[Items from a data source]
■ ■ ■ ■ ■

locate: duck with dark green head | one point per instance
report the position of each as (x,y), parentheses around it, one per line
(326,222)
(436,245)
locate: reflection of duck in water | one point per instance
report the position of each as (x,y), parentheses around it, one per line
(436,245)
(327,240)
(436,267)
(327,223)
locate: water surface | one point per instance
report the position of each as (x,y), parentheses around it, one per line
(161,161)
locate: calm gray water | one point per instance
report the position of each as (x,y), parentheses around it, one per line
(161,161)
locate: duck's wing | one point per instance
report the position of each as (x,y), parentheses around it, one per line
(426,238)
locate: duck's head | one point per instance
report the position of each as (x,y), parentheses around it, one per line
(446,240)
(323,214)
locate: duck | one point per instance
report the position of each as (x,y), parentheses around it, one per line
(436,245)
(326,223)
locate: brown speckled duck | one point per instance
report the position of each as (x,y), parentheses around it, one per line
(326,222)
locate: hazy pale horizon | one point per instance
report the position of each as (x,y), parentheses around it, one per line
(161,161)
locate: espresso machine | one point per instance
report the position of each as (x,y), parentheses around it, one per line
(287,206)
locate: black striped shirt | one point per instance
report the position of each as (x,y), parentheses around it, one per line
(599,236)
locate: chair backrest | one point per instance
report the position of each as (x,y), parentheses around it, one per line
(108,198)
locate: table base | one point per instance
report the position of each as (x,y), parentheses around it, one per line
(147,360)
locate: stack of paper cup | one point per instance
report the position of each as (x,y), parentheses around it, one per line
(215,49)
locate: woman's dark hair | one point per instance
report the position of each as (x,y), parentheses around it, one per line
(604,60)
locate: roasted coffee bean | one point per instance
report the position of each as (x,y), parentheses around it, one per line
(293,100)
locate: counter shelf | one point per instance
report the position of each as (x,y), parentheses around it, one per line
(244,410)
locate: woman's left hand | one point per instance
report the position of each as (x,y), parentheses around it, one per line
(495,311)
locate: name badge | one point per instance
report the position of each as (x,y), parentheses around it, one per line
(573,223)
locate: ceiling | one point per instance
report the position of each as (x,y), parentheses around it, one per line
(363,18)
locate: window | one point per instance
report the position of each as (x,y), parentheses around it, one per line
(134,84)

■ ■ ■ ■ ■

Work to be completed:
This exercise requires an exact copy of all the records.

Exercise response:
locate: duck with dark green head | one point per instance
report the position of each as (x,y), parentheses around it, one per line
(326,222)
(436,245)
locate: reflection of duck in water | one point per instance
report the position of each as (x,y), parentheses around it, one per line
(436,245)
(327,240)
(436,267)
(327,223)
locate: water surface | one point per instance
report the position of each as (x,y), parentheses around it, one per line
(161,161)
locate: calm gray water | one point per instance
report the position of each as (x,y), parentheses around it, one per line
(161,161)
locate: duck's wing | one point per instance
report the position of each as (x,y), parentheses around it, one per line
(426,238)
locate: duck's head | one point per instance
report the position of each as (x,y), parentheses around it, one per line
(446,240)
(323,214)
locate: duck | one point per instance
report the position of each as (x,y), parentheses around it, one per line
(436,245)
(326,223)
locate: brown speckled duck | one point per instance
report the position of each as (x,y), parentheses around it, one per line
(326,222)
locate: hazy pale horizon | one point per instance
report the position of each as (x,y), parentheses around it, one per line
(161,161)
locate: espresso machine | one point per instance
report the position of each as (x,y), parentheses around it, one per line
(287,206)
locate: black striped shirt | one point per instance
report the position of each as (x,y), parentheses around it, one per line
(599,236)
locate: chair backrest | one point per instance
report the position of each as (x,y), parentheses around it, one per line
(108,198)
locate: table base | one point per instance
report the position of each as (x,y), parentheses around it, one per line
(147,360)
locate: stack of paper cup | one point per instance
report the position of each as (x,y), parentheses around it, one per line
(215,49)
locate: woman's dark hair | one point per instance
report the position of each as (x,y), parentheses around it, one per line
(604,60)
locate: roasted coffee bean | one point per instance
report the position of each as (x,y), parentheses around it, one per line
(293,100)
locate: counter shelf | one point per instance
report the position of each as (x,y), parentheses around it, one per line
(244,410)
locate: woman's left hand | one point per instance
report the position of each as (x,y), parentheses around it, one per line
(495,311)
locate: name badge | one point per instance
report the position of each as (x,y), parentheses around it, one per line
(573,223)
locate: ceiling | one point per instance
report the position of each as (x,y), parentheses around it, one per line
(363,18)
locate: window | one point per instance
report the position of each as (x,y), parentheses around it, one per line
(134,84)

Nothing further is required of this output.